> **Problem details**: Would you copy each line of the records that includes the word "graduation"?

> **Material for this task**:
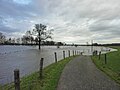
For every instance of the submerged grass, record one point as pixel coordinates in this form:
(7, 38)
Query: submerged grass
(112, 68)
(51, 75)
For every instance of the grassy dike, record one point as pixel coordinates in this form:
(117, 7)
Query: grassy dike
(112, 68)
(51, 75)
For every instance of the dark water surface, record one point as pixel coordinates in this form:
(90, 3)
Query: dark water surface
(27, 58)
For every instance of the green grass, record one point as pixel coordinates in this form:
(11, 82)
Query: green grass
(51, 75)
(112, 68)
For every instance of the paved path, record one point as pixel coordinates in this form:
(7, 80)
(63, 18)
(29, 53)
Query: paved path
(82, 74)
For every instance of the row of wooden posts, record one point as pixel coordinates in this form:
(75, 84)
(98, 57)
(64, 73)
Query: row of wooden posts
(17, 75)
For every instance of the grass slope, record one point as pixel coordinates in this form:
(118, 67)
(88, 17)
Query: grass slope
(51, 75)
(112, 68)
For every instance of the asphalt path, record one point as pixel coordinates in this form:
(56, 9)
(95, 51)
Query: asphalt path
(82, 74)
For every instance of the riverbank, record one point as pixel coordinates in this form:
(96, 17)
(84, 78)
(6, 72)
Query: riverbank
(51, 75)
(112, 67)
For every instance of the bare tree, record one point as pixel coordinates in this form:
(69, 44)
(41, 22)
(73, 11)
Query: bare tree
(42, 33)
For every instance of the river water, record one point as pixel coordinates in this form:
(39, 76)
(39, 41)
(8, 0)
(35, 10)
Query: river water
(27, 58)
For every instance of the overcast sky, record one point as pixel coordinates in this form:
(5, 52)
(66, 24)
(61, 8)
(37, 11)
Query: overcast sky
(73, 21)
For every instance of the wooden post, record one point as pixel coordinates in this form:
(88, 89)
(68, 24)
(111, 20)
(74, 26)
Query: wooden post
(105, 59)
(69, 53)
(73, 52)
(17, 79)
(63, 54)
(55, 57)
(41, 68)
(99, 55)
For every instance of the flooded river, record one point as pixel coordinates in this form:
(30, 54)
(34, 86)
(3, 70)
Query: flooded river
(27, 58)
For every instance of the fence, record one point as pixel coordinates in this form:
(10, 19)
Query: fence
(17, 81)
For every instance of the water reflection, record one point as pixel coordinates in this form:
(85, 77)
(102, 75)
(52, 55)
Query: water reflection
(26, 58)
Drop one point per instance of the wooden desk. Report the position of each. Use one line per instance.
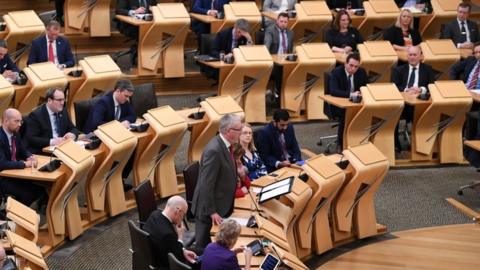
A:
(94, 15)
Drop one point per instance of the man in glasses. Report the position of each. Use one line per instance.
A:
(49, 124)
(217, 180)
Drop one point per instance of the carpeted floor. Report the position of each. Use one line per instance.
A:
(407, 199)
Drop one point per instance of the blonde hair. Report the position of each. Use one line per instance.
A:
(397, 23)
(228, 233)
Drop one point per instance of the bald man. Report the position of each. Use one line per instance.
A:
(14, 155)
(166, 229)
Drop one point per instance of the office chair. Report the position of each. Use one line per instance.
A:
(142, 247)
(329, 111)
(175, 264)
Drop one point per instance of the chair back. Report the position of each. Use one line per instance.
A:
(144, 98)
(175, 264)
(190, 176)
(145, 199)
(142, 257)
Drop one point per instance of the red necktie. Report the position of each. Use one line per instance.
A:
(51, 56)
(14, 148)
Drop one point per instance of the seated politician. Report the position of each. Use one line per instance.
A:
(51, 48)
(411, 79)
(342, 37)
(462, 31)
(402, 35)
(166, 231)
(49, 124)
(345, 81)
(213, 8)
(277, 144)
(14, 155)
(8, 69)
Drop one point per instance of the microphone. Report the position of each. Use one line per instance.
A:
(75, 73)
(199, 115)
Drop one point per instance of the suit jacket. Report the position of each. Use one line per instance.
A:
(164, 239)
(6, 63)
(461, 70)
(6, 153)
(395, 36)
(338, 81)
(274, 5)
(203, 6)
(223, 42)
(217, 181)
(269, 146)
(39, 51)
(451, 31)
(39, 128)
(272, 39)
(400, 76)
(104, 111)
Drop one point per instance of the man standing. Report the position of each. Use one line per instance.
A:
(462, 31)
(49, 124)
(411, 78)
(52, 48)
(13, 155)
(7, 67)
(113, 106)
(217, 180)
(345, 81)
(166, 229)
(277, 144)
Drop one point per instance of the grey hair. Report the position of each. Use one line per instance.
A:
(227, 121)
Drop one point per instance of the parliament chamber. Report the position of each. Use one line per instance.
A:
(386, 196)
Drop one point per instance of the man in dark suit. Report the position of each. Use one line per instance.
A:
(166, 230)
(7, 67)
(462, 31)
(212, 8)
(52, 47)
(113, 106)
(231, 38)
(49, 124)
(468, 69)
(217, 180)
(277, 144)
(413, 79)
(13, 155)
(345, 81)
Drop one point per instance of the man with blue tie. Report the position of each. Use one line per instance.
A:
(51, 48)
(49, 124)
(14, 155)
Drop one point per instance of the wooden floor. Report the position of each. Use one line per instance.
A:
(446, 247)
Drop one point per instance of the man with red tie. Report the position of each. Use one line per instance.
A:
(13, 155)
(52, 48)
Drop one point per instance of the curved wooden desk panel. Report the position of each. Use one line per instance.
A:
(105, 186)
(7, 91)
(376, 120)
(353, 208)
(325, 179)
(443, 120)
(306, 81)
(41, 77)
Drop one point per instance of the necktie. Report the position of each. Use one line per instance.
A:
(283, 146)
(463, 31)
(411, 80)
(284, 41)
(349, 84)
(474, 79)
(51, 56)
(117, 112)
(56, 124)
(14, 148)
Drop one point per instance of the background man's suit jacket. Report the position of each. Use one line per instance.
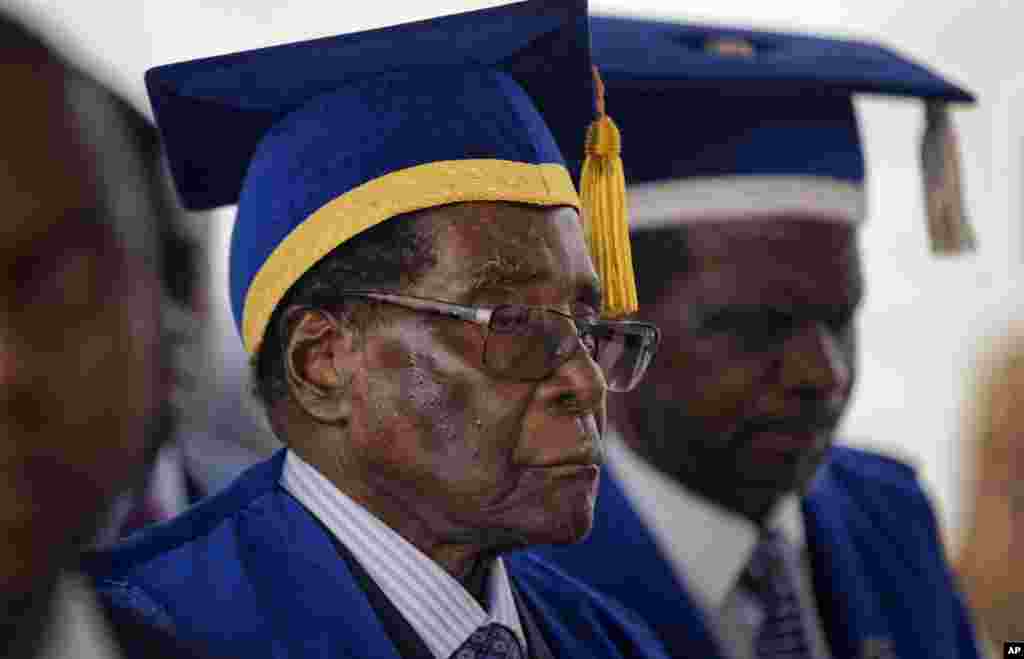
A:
(251, 573)
(879, 568)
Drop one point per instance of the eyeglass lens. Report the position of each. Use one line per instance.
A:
(529, 343)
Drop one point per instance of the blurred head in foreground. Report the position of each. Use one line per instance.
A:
(991, 559)
(81, 381)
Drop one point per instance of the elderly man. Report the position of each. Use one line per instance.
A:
(81, 317)
(410, 273)
(735, 526)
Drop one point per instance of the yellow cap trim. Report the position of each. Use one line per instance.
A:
(406, 190)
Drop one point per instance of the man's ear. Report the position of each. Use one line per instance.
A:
(320, 359)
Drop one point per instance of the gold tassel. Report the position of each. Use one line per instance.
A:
(602, 192)
(948, 228)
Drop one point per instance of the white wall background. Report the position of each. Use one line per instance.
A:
(924, 318)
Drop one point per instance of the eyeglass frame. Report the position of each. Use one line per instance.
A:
(481, 315)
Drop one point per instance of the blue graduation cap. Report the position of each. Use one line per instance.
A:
(322, 139)
(763, 123)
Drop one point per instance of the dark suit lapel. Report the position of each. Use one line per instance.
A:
(315, 604)
(537, 647)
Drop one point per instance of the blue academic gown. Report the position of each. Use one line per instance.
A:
(879, 568)
(251, 573)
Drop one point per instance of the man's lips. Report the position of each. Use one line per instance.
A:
(784, 442)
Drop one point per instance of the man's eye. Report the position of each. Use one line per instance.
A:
(754, 331)
(841, 319)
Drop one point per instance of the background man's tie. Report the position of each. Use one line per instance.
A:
(781, 634)
(491, 642)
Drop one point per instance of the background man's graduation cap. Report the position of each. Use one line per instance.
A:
(322, 139)
(726, 123)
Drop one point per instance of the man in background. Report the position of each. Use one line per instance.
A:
(733, 523)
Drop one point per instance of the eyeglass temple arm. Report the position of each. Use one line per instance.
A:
(458, 311)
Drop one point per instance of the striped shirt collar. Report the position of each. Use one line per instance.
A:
(436, 606)
(710, 562)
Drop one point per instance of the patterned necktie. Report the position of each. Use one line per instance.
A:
(491, 642)
(781, 633)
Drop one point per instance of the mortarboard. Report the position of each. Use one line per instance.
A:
(762, 123)
(320, 140)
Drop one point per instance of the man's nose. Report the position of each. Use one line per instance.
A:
(814, 365)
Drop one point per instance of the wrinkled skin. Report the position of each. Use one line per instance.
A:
(757, 361)
(79, 333)
(458, 462)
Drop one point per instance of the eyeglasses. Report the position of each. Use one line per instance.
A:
(528, 344)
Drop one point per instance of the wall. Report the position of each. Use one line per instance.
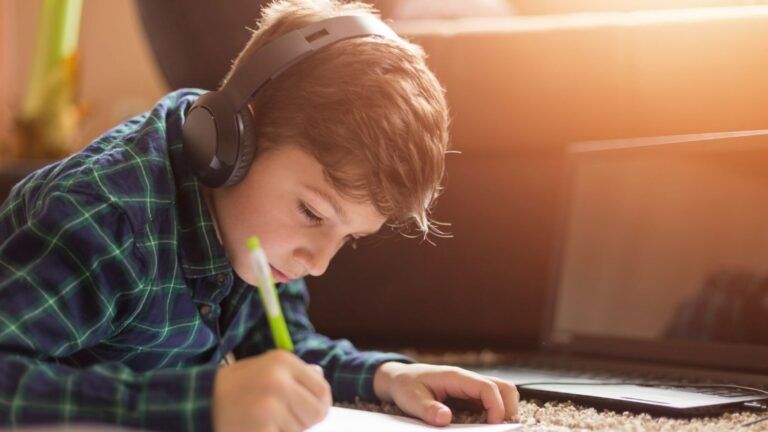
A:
(118, 75)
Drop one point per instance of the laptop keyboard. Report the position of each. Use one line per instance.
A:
(615, 372)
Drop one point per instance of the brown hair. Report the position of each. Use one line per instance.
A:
(368, 109)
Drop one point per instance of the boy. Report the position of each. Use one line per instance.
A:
(124, 280)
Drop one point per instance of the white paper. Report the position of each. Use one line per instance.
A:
(352, 420)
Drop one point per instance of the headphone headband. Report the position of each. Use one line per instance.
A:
(275, 57)
(217, 128)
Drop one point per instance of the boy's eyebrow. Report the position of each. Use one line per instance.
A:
(336, 207)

> **Problem solution**:
Drop one point per instance of the blue graduation cap. Report the position of each. Use one line per instance.
Drop one point per instance of the background man's graduation cap. Report the position of each. Use one line per instance.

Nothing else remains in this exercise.